RAW DATA.
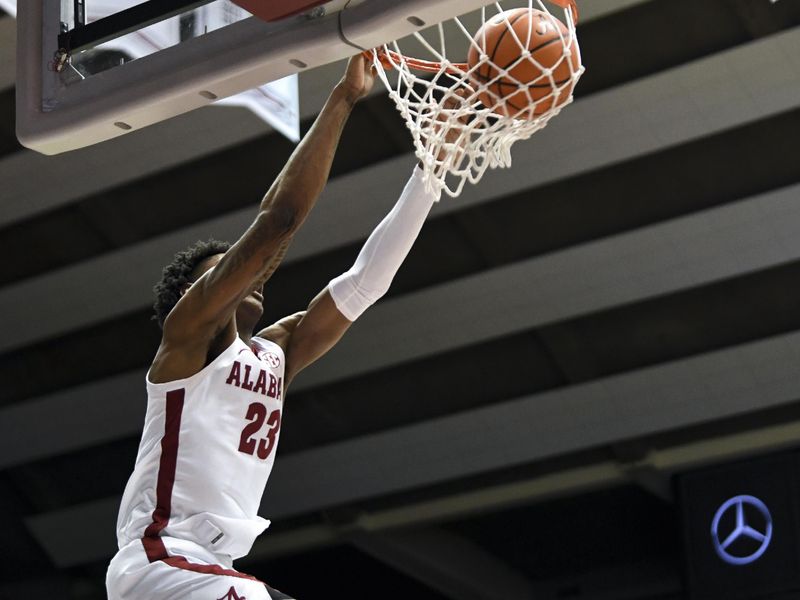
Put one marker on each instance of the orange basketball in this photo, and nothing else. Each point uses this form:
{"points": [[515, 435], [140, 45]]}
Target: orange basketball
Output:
{"points": [[511, 76]]}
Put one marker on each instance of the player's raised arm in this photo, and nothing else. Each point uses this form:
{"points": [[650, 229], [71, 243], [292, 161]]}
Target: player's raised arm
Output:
{"points": [[209, 304], [308, 335]]}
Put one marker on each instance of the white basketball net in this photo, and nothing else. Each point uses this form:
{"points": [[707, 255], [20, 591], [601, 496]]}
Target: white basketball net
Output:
{"points": [[459, 142]]}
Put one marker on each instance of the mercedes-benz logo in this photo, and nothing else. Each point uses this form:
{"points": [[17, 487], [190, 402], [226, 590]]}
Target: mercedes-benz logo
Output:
{"points": [[760, 533]]}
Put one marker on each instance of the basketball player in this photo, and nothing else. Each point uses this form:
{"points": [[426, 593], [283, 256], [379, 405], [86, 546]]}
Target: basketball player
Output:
{"points": [[216, 391]]}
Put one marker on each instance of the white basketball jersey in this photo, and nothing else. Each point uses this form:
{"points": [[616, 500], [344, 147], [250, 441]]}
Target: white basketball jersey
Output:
{"points": [[207, 451]]}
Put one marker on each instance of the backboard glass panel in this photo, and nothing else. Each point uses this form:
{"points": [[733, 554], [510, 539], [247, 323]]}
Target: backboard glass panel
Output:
{"points": [[57, 112], [276, 102]]}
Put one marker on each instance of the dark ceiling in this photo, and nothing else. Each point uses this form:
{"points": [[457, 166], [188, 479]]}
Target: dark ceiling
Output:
{"points": [[638, 255]]}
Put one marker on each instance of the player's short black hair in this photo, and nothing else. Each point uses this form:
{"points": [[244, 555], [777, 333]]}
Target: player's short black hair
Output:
{"points": [[179, 272]]}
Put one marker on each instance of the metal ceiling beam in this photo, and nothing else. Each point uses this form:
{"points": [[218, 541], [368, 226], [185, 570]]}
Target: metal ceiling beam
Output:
{"points": [[8, 52], [664, 258], [163, 145], [682, 104], [454, 566], [700, 389]]}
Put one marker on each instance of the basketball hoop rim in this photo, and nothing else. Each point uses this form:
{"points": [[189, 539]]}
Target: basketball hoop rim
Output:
{"points": [[390, 58]]}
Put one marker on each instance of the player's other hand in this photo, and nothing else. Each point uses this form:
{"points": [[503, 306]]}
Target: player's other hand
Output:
{"points": [[358, 78]]}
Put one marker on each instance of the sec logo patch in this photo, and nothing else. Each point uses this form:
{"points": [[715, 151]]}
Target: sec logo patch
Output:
{"points": [[272, 359]]}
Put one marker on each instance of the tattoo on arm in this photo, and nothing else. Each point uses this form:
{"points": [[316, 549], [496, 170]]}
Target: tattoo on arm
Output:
{"points": [[276, 259]]}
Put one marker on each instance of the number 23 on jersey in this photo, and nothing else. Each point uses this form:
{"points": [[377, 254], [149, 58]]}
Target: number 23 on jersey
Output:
{"points": [[249, 443]]}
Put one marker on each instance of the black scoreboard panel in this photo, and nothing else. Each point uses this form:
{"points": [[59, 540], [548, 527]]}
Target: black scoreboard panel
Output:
{"points": [[742, 529]]}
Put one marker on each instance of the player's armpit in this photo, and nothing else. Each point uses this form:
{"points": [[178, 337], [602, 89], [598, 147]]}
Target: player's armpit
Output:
{"points": [[317, 332], [280, 332]]}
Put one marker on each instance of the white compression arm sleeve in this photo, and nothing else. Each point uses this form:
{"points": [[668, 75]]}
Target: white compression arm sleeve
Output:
{"points": [[384, 251]]}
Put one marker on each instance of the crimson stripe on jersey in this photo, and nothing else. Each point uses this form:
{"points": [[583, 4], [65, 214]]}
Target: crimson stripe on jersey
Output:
{"points": [[153, 544], [166, 475], [180, 562]]}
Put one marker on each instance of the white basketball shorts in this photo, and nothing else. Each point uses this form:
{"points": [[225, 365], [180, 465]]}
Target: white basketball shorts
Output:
{"points": [[173, 569]]}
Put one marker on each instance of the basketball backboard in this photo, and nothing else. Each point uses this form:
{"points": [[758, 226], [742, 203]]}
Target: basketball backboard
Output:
{"points": [[79, 81]]}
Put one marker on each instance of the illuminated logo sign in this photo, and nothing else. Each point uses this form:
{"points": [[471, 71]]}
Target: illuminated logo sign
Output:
{"points": [[753, 526]]}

ASSIGNED TASK. Locate all lines in the listing above with the word "stripe". Copy them.

RESPONSE TO THE TASK.
Put one marker on each instance of the crimson stripe on jersey in this photo, and nothing else. Each point uses this form:
Target: crimson stripe on jersey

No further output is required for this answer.